Data to process:
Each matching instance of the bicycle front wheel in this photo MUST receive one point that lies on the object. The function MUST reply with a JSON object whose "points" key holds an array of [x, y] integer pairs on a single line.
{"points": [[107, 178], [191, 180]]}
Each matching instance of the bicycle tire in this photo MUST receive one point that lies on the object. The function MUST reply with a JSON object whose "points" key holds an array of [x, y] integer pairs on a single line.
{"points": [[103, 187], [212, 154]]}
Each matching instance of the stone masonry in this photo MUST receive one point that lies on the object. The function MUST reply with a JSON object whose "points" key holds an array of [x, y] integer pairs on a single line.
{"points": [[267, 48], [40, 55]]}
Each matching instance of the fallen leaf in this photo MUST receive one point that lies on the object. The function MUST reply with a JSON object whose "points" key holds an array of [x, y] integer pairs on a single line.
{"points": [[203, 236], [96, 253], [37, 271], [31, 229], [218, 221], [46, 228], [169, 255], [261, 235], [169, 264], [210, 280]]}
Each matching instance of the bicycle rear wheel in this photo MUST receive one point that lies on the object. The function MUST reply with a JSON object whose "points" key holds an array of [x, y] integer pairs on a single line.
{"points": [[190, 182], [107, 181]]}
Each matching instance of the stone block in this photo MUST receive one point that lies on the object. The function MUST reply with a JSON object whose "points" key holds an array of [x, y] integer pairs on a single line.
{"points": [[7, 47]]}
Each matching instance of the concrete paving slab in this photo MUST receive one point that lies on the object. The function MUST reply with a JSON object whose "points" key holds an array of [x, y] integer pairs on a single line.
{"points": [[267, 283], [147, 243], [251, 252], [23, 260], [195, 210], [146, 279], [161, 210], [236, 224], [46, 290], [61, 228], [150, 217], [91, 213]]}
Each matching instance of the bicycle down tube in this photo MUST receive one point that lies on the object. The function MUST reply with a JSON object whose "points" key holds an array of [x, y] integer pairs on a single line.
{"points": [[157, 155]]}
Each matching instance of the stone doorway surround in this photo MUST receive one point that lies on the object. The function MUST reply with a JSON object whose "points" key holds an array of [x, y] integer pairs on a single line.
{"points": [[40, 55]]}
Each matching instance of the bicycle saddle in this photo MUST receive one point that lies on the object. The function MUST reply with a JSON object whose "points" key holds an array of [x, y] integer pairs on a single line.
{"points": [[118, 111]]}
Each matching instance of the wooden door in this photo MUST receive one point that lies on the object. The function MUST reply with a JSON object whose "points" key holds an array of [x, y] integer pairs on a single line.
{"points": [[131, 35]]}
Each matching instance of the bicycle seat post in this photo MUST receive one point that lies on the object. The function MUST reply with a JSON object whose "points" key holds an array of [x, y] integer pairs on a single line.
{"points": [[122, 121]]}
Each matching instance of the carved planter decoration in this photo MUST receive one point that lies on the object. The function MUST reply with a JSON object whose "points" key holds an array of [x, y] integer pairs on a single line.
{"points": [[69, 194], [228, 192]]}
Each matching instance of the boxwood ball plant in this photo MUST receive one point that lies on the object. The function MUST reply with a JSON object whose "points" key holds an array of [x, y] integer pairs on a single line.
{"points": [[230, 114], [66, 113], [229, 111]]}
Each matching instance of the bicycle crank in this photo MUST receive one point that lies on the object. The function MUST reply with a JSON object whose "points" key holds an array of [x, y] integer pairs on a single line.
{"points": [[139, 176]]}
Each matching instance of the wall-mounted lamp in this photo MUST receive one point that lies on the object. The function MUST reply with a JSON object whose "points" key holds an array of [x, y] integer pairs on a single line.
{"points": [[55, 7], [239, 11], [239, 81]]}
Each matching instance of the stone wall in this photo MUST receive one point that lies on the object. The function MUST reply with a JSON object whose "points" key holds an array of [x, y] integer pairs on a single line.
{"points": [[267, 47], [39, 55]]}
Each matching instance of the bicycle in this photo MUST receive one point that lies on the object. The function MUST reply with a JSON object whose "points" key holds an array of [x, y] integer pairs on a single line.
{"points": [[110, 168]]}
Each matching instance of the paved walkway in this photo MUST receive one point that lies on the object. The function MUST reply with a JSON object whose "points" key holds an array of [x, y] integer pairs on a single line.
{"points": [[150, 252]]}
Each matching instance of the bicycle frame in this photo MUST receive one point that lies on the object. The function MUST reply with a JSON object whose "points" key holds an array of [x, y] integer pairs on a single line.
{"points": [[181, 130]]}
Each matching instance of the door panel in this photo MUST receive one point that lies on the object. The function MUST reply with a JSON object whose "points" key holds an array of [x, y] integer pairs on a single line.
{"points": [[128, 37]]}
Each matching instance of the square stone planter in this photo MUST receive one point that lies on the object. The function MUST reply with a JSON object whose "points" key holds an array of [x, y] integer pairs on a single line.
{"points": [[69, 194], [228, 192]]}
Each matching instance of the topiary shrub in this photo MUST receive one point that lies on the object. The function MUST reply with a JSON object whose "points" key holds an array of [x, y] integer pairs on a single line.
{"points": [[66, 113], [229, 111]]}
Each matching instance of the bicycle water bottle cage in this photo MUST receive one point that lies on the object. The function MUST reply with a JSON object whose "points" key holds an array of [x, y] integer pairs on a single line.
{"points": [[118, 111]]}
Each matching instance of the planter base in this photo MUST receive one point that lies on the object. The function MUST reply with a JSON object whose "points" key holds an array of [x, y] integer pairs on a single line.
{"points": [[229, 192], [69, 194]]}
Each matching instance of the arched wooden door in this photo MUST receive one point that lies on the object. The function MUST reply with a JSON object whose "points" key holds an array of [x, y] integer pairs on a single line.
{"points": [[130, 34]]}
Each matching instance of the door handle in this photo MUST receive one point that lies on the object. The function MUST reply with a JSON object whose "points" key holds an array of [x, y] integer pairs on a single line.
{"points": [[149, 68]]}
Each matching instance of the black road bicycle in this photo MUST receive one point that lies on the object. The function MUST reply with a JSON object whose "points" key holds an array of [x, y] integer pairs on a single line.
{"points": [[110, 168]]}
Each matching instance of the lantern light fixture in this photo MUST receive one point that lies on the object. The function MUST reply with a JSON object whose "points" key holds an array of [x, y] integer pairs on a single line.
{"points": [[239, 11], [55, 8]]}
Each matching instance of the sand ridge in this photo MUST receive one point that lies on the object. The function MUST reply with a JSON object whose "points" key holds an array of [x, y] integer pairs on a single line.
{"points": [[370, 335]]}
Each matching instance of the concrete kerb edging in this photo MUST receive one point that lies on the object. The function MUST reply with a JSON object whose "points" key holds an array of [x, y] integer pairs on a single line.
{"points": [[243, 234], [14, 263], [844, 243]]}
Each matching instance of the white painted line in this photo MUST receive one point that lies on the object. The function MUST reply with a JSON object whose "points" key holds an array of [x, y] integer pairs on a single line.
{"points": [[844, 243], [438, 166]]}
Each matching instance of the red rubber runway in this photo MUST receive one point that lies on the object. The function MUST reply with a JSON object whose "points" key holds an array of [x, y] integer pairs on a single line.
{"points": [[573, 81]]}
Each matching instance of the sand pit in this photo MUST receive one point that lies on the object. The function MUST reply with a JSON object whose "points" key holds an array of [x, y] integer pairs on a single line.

Aim of the task: Restate each record exactly as written.

Exercise output:
Each matching instance of the bicycle front wheel in this photo MUST receive one point that lies on the object. The function MUST reply with a JSON object whose "points" key holds an array of [x, y] integer pairs on a single line.
{"points": [[107, 178], [191, 180]]}
Each matching instance of the bicycle tire in this photo MUST receive one point that lies on the object. The function MUST reply with a JSON object whose "points" key holds an array of [x, y] integer pairs on a single line.
{"points": [[103, 187], [212, 154]]}
Each matching instance of the stone masonry in this photo MUST receive one point that lies on the object. The function MUST reply with a JSON object whose "points" key holds an array of [x, y] integer pairs on a single line.
{"points": [[267, 48], [40, 55]]}
Each matching instance of the fallen leaf in this photo MUST receive one point that lies on the object. The function MUST reply with a JSON object whose "points" key holds an array of [x, y] integer pairs on a single line.
{"points": [[203, 236], [96, 253], [37, 271], [31, 229], [218, 221], [46, 228], [169, 255], [261, 235], [169, 264], [210, 280]]}
Each matching instance of the bicycle rear wheel in this photo MUST receive one point that lies on the object. The function MUST reply with a JSON object whose "points" key holds an array of [x, y] integer pairs on a single line.
{"points": [[190, 182], [107, 181]]}
Each matching instance of the stone block in this photo MUST receive one point that lies on the object. The function MUST reply with a JSON object whose "points" key holds an array of [x, y] integer pairs on a single line.
{"points": [[7, 47]]}
Each matching instance of the concrete paving slab in this photo MUST receive one point that lies on the object. The function MUST reply with a JSON object whose "points" key holds an array of [x, y] integer pairs on a single line.
{"points": [[267, 283], [147, 243], [251, 252], [23, 260], [195, 210], [146, 279], [161, 210], [236, 224], [46, 290], [61, 228], [150, 217], [91, 213]]}
Each matching instance of the bicycle down tube in this photo MUST receive one point that lies on the object. The function MUST reply with a JSON object whose "points" key holds an array of [x, y] integer pairs on a single line.
{"points": [[157, 155]]}
Each matching instance of the stone doorway surround in this photo MUST receive one point that lies on the object. The function MUST reply with a JSON object whose "points" key holds an array of [x, y] integer pairs on a single line.
{"points": [[40, 55]]}
Each matching instance of the bicycle saddle in this photo MUST receive one point that lies on the object. The function MUST reply with a JSON object whose "points" key holds an array of [x, y] integer pairs on a single line.
{"points": [[118, 111]]}
Each matching instance of the wooden door in this photo MUST receive one point that lies on the object. The function MUST reply with a JSON object whose "points" key holds an array of [x, y] integer pairs on a single line.
{"points": [[131, 35]]}
Each matching instance of the bicycle seat post in this photo MUST receive one point that lies on the object. The function MUST reply with a JSON object whose "points" key holds an array of [x, y] integer pairs on a single line.
{"points": [[122, 121]]}
Each matching instance of the carved planter decoration in this photo MUST receive one point that lies on the object. The function MUST reply with a JSON object whose "points" key holds an array of [x, y] integer pairs on a single line.
{"points": [[69, 194], [228, 192]]}
Each matching instance of the boxwood ball plant in this photo MUST receive one point that lies on the object. The function MUST reply with a JSON object whose "points" key holds an array of [x, y] integer pairs on a single line.
{"points": [[230, 114], [66, 113], [229, 111]]}
Each matching instance of the bicycle crank in this photo MUST receive one point that lies on the object. The function MUST reply with a JSON object whose "points" key holds an array of [x, y] integer pairs on a single line.
{"points": [[139, 176]]}
Each matching instance of the wall-mounted lamp in this photo MUST receive one point that lies on the object. The function MUST reply with a JSON object whose "points" key holds an array of [x, y] integer pairs on a single line.
{"points": [[55, 7], [239, 11], [239, 81]]}
Each matching instance of the stone wall in this photo MUST receive one point that lies on the object. The function MUST reply with a JSON object whose "points" key holds an array of [x, y] integer pairs on a single line.
{"points": [[267, 47], [39, 55]]}
Each matching instance of the bicycle in this photo MUST receive one point that lies on the object. The function MUST reply with a JSON object whose "points" key holds an array of [x, y] integer pairs on a single line.
{"points": [[110, 168]]}
Each matching instance of the paved walkway in this photo MUST receive one point that lies on the object. The function MUST reply with a JSON object whose "points" key holds an array of [x, y] integer pairs on a single line.
{"points": [[150, 252]]}
Each matching instance of the bicycle frame in this photo MUST receive one point that lies on the object. The function MUST reply with a JSON object whose "points" key holds an array of [x, y] integer pairs on a single line.
{"points": [[181, 130]]}
Each matching instance of the door panel in this photo MUST receive one point that lies on the object. The function MUST reply with a JSON object whose "points" key holds an array of [x, y] integer pairs on a single line.
{"points": [[128, 37]]}
Each matching instance of the square stone planter in this photo MUST receive one point that lies on the object. The function MUST reply with a JSON object whose "points" key holds an array of [x, y] integer pairs on a single line.
{"points": [[69, 194], [228, 192]]}
Each matching instance of the topiary shrub in this photo MUST receive one point that lies on the object. The function MUST reply with a JSON object whose "points" key holds an array of [x, y] integer pairs on a single line.
{"points": [[66, 113], [229, 111]]}
Each matching instance of the bicycle water bottle cage in this photo MUST receive one point that lies on the object. The function MUST reply with a JSON object whose "points" key holds an array of [x, y] integer pairs on a single line.
{"points": [[118, 111]]}
Each matching instance of the planter base in this photo MUST receive one point that lies on the object. The function MUST reply with a JSON object whose "points" key holds an array of [x, y] integer pairs on a single line.
{"points": [[229, 192], [69, 194]]}
Each matching instance of the arched wooden door in this photo MUST receive one point that lies on the object. The function MUST reply with a JSON object whose "points" key holds an array of [x, y] integer pairs on a single line.
{"points": [[130, 34]]}
Each matching instance of the door handle in this photo MUST receive one point that lies on the object. The function MUST reply with a JSON object whose "points" key holds an array of [x, y] integer pairs on a single line.
{"points": [[149, 68]]}
Each matching instance of the black road bicycle in this photo MUST receive one point that lies on the object. The function MUST reply with a JSON object whose "points" key holds an array of [x, y] integer pairs on a single line.
{"points": [[110, 168]]}
Each matching instance of the lantern light fixture in this photo MUST receive one point that lies on the object. The function MUST reply with a JSON object whose "points" key holds an array of [x, y] integer pairs on a single line.
{"points": [[239, 11], [55, 8]]}
Each matching instance of the sand ridge in this photo MUST receive one point that lies on the object. The function MUST reply with a JSON object whose "points" key holds an array of [x, y] integer pairs on a single line.
{"points": [[370, 335]]}
Each matching instance of the concrete kerb edging in this photo MUST receive one point that lies on the object. The function MUST reply with a JSON object whose "points" key holds an array of [x, y] integer pairs on a single line.
{"points": [[243, 234], [14, 263], [844, 243]]}
Each matching instance of the white painted line in this photo MUST receive one point that lies on the object. The function MUST reply with a JSON object whose "points" key holds an array of [x, y] integer pairs on a single line.
{"points": [[844, 243], [438, 166]]}
Each matching instance of the red rubber runway in this photo MUST receive one point that lies on the object. The function MUST reply with a JSON object whose "points" key holds an array of [x, y] integer pairs on a single line.
{"points": [[573, 81]]}
Each matching instance of the sand pit in this photo MUST receive one point that lies on the object. The function MUST reply with a JSON object whose "points" key holds an array of [x, y] integer pairs on a single line.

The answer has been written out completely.